Data for this exercise:
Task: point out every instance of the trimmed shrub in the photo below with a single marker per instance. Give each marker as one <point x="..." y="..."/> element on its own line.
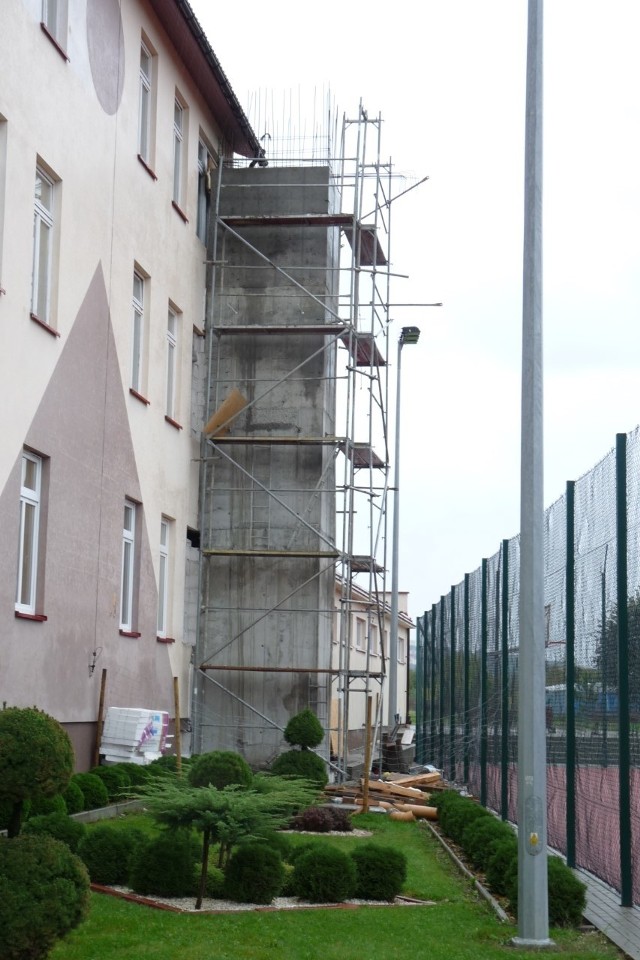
<point x="324" y="875"/>
<point x="115" y="780"/>
<point x="106" y="849"/>
<point x="41" y="806"/>
<point x="44" y="893"/>
<point x="304" y="730"/>
<point x="381" y="871"/>
<point x="93" y="790"/>
<point x="57" y="825"/>
<point x="220" y="768"/>
<point x="255" y="874"/>
<point x="301" y="763"/>
<point x="503" y="865"/>
<point x="165" y="865"/>
<point x="313" y="820"/>
<point x="74" y="798"/>
<point x="479" y="838"/>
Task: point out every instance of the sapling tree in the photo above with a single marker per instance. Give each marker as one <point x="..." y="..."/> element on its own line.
<point x="36" y="760"/>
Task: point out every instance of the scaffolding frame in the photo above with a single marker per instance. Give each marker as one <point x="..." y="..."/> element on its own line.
<point x="355" y="326"/>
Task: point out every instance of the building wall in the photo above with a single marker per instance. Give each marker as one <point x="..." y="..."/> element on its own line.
<point x="64" y="388"/>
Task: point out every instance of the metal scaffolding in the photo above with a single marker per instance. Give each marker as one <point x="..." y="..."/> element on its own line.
<point x="294" y="459"/>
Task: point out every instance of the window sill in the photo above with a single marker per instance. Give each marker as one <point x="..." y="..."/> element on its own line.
<point x="138" y="396"/>
<point x="144" y="163"/>
<point x="47" y="33"/>
<point x="179" y="211"/>
<point x="45" y="326"/>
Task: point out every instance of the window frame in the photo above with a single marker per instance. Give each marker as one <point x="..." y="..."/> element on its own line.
<point x="128" y="567"/>
<point x="44" y="218"/>
<point x="29" y="497"/>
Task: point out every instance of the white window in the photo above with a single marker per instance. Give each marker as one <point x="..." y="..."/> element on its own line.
<point x="172" y="355"/>
<point x="206" y="164"/>
<point x="178" y="150"/>
<point x="30" y="493"/>
<point x="137" y="342"/>
<point x="43" y="235"/>
<point x="145" y="109"/>
<point x="54" y="18"/>
<point x="163" y="578"/>
<point x="128" y="566"/>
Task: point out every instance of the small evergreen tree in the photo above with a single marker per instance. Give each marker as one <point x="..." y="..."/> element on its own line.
<point x="36" y="759"/>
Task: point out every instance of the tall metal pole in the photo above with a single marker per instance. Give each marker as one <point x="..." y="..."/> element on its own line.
<point x="533" y="907"/>
<point x="408" y="335"/>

Your instructions: In the copy, include every line of the entries above exactly and none of the pictures.

Result for this task:
Task: point out every instance of the trimmed shrub in the photo below with a single marker per instance. Give each marker as one <point x="..." y="..."/> element on its own line.
<point x="324" y="875"/>
<point x="115" y="780"/>
<point x="106" y="849"/>
<point x="41" y="806"/>
<point x="44" y="893"/>
<point x="304" y="730"/>
<point x="381" y="871"/>
<point x="93" y="790"/>
<point x="57" y="825"/>
<point x="220" y="768"/>
<point x="255" y="874"/>
<point x="301" y="763"/>
<point x="503" y="865"/>
<point x="165" y="865"/>
<point x="313" y="820"/>
<point x="74" y="798"/>
<point x="479" y="838"/>
Task: point out every instance of the sapling tree in the photo above with a single marker per instance. Give each marker as one <point x="..." y="..."/> element on its own line.
<point x="36" y="760"/>
Task: point out every instance of the scaffolding frame in the photo above with a single marker per instance. Give each marker as one <point x="..." y="..."/> element on its own line.
<point x="355" y="326"/>
Task: point out every instance of the building wall in the photo above with a single marker per instance. Give each marker as one <point x="..." y="..."/> element on its own line.
<point x="64" y="388"/>
Task: point out every instance of the metal scaffolding in the photo above with a single marker per instance. Give each marker as one <point x="..." y="..."/> element on its own line.
<point x="294" y="459"/>
Task: point out every instance of the window sill in the photo above with a single marker per instance. Give each marker as one <point x="..." y="..."/> element on its own line.
<point x="138" y="396"/>
<point x="144" y="163"/>
<point x="47" y="33"/>
<point x="179" y="211"/>
<point x="45" y="326"/>
Task: point out every instance of the window frame in the photo above with a single marker per instance. Give each marker as one <point x="..." y="..."/> element on its own line.
<point x="128" y="567"/>
<point x="44" y="218"/>
<point x="29" y="497"/>
Task: point out every instance of the white window in the photo above with a single marker per instance. Give each marker as one <point x="..." y="..."/> element on its own line.
<point x="172" y="355"/>
<point x="206" y="164"/>
<point x="178" y="150"/>
<point x="30" y="493"/>
<point x="137" y="342"/>
<point x="43" y="235"/>
<point x="145" y="109"/>
<point x="54" y="18"/>
<point x="163" y="578"/>
<point x="128" y="566"/>
Task: point out every instance of the small evergreen tree in the photo above with a single marker per instance. Give each marker as one <point x="..." y="..."/> element on its own line.
<point x="36" y="759"/>
Task: point out every instance of the tall metal pole in the photo above with a single marker per instance. Give each marker as one <point x="..." y="..."/> element on its own line.
<point x="533" y="907"/>
<point x="408" y="335"/>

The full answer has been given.